# [ACTIONS TO TAKE]
a – Return the passage of the Bethel, Anglesey text from "- Country: United" to "new Medical Surgery.", copied word for word.
b – Write the next part of the text on the village of Bethel in Anglesey, picking up after its final sentence.

*** Opening EXERCISE TEXT ***

- Country: United Kingdom
- Country: Wales
- County: Anglesey
- Parish: Bodorgan

= Bethel, Anglesey =

Bethel is a relatively small and quiet village set centrally within the wider community and larger Parish of Bodorgan. The village is located inland (approximately three miles) from the south-western coast on the isle of Anglesey in North Wales.

==Community==
The village consists mainly of a cluster of detached private dwellings and a few social housing properties that have become mostly former tenant owned since the social and political revolution of the 1980s. These in turn circumvent the village shop, Bethel Stores/Post Office and the new Medical Surgery.

During the late 19th century and up until the 1950s the village and the nearby Bodorgan railway station were a hive of commercial and social activity. The present village shop, Bethel Stores, was constructed by Harold and Dorothy Mawson in the 1960s as a result of a major demolition programme affecting many older properties deemed to be in a dangerous state of construction and repair - including their own general stores business, “Siop Isaf” ( Lower Shop”), in the village. The new Bethel Stores (the former Bethel Filling Station and Motorique Autoparts) stands on ground that was used as in-fill to reclaim an area that was known locally as Chwarel Bethel (Bethel Quarry), a source of some relatively unique, fairly valuable and sought after mineral deposits by the Bone-China /Ceramic industry of the Potteries. Some local inhabitants once indicated that they had the "superior bone-china tea sets" made from the quarried stone (a type of quartz) after it had returned to the area in its new, manufactured state. Beside the quarrying industry however, Bethel could arguably boast that it had a vibrant commercial centre to some extent that existed until relatively recent times.

*** Closing EXERCISE TEXT ***
*** Opening DATASET RECORDS ***

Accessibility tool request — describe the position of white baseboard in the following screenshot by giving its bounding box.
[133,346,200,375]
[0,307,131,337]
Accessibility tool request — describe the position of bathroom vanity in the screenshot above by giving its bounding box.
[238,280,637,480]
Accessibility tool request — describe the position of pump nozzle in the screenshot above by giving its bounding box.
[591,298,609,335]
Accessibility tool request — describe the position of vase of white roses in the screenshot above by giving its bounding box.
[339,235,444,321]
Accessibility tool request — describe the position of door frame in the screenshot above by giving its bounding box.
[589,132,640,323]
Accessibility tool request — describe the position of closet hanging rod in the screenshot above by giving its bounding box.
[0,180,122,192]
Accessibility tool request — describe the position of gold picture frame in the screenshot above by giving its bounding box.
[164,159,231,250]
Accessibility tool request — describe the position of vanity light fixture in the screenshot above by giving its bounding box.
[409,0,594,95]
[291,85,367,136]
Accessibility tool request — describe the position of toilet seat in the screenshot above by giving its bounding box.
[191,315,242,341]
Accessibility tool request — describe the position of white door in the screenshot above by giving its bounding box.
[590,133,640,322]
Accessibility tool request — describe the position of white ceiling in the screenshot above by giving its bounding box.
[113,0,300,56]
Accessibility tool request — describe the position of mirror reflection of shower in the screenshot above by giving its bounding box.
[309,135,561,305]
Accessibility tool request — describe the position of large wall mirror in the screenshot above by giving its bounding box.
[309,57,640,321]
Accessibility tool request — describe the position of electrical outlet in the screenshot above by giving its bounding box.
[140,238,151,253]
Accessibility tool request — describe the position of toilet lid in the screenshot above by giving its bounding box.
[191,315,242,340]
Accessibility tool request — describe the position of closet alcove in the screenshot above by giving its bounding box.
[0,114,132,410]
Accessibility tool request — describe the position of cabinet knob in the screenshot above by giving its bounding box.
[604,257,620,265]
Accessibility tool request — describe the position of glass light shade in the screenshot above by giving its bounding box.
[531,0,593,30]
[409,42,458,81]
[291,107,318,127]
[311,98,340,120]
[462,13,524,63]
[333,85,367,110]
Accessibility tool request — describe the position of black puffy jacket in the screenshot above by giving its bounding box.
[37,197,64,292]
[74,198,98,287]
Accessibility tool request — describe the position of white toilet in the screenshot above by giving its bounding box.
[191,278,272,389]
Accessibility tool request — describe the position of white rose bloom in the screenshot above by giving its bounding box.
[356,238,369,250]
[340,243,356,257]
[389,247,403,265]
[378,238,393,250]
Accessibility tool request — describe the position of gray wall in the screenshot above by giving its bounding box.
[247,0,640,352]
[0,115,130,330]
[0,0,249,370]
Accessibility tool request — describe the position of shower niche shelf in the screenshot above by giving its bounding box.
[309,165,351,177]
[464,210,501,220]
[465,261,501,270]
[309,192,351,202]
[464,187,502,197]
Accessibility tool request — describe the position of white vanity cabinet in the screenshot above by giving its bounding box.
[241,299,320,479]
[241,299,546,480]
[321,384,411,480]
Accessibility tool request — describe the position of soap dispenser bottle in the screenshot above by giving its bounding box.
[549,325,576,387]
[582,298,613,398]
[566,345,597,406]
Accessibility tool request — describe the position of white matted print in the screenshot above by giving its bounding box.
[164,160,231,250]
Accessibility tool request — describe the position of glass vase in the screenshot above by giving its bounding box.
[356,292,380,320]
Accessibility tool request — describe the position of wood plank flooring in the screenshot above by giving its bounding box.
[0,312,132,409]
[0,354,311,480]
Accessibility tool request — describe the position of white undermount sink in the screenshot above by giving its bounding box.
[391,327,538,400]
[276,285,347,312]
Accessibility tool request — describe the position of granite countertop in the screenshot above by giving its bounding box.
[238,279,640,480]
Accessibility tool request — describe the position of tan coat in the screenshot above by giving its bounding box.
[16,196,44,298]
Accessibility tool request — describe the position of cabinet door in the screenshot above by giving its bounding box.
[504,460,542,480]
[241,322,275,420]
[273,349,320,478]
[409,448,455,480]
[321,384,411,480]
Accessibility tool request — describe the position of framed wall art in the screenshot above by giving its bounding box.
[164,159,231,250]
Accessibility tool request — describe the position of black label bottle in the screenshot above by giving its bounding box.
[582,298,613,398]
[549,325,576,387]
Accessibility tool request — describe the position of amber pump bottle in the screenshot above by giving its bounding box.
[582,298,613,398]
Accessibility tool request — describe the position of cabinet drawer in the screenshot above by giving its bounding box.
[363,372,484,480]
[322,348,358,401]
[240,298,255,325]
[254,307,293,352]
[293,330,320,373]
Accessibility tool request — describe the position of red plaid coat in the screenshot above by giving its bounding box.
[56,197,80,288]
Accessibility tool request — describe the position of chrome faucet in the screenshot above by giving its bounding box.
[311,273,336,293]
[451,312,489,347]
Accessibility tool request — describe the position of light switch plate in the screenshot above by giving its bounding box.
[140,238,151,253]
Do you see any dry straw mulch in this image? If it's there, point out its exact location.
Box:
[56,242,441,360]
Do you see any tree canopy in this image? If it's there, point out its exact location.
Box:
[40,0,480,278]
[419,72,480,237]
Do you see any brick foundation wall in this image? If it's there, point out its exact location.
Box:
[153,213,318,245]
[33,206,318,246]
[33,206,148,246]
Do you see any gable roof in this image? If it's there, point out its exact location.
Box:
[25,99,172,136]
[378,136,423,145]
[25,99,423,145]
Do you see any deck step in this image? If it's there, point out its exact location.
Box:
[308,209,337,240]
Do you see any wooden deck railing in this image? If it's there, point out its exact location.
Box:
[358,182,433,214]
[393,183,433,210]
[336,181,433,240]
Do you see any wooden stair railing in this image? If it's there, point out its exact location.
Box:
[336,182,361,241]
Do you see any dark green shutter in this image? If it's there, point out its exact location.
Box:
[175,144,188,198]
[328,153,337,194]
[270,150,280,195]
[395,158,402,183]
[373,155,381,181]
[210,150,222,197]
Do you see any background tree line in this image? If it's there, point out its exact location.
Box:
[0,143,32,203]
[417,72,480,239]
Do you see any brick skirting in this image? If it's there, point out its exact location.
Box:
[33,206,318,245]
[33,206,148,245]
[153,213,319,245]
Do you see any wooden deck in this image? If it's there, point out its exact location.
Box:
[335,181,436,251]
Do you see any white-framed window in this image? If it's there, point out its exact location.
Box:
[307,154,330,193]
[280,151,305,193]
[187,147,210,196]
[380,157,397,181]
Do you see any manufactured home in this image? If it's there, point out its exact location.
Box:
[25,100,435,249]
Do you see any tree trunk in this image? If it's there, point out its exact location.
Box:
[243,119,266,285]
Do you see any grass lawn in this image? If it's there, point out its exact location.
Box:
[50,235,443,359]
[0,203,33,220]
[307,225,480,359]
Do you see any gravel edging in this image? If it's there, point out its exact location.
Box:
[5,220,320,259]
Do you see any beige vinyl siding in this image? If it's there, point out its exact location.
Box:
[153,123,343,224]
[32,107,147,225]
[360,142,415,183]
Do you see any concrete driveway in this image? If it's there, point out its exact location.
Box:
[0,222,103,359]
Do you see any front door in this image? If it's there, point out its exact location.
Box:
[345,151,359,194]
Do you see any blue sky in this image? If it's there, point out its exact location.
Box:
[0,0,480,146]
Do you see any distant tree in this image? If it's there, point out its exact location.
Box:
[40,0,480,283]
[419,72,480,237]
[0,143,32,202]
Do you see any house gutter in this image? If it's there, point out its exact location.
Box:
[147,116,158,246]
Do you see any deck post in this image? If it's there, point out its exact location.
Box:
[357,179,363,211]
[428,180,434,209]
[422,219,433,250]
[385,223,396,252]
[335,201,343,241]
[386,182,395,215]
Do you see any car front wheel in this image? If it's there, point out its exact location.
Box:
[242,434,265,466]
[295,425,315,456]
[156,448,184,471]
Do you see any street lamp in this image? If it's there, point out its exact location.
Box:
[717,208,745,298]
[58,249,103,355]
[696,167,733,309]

*** Closing DATASET RECORDS ***

# [ANSWERS TO THE EXERCISES]
a –
- Country: United Kingdom
- Country: Wales
- County: Anglesey
- Parish: Bodorgan

= Bethel, Anglesey =

Bethel is a relatively small and quiet village set centrally within the wider community and larger Parish of Bodorgan. The village is located inland (approximately three miles) from the south-western coast on the isle of Anglesey in North Wales.

==Community==
The village consists mainly of a cluster of detached private dwellings and a few social housing properties that have become mostly former tenant owned since the social and political revolution of the 1980s. These in turn circumvent the village shop, Bethel Stores/Post Office and the new Medical Surgery.

b –
===Facilities===
The area once supported two general goods/grocery stores. Besides Shop Isaf a second business also operated in the village, known as Bryn Meilir (Meilir's Hill Stores). Both shops were supported by the villagers and the wider farming community. However, in a blatantly obvious show of partisanship, one was supported by the Chapel-going community whilst the other was held in place by the Church-fraternity. One of Bryn Meilir's occupants had close family ties with a high-ranking member of the Church in Wales. According to wide-held belief, it was suggested that many locals chose to alternate their allegiance to the great Lord (and therefore obtain favour in either "camp" during periods of food rationing) by following either path on alternate Sundays or morning/afternoon services.

The village once boasted a blacksmith, a leather/shoe repairers, coal merchants, police station, petrol filling station (up to the early 21st century) a garage, motor-parts and accessory shop, post office, surgery, chapel, school and church-hall, china shop and joinery workshop/carpenters. In addition, there were two well frequented hostelries stood almost side by side opposite the railway concourse at Bodorgan Station. These two “pubs” - the Bodorgan and the Meyrick Arms were divided only by the positioning of the Cattle-Market and it was on such market days that farmers and the general public gathered to sell or purchase fine beasts or agricultural products and equipment. The railway played its part too by transporting the bartered for beasts as well as passengers to and from the area.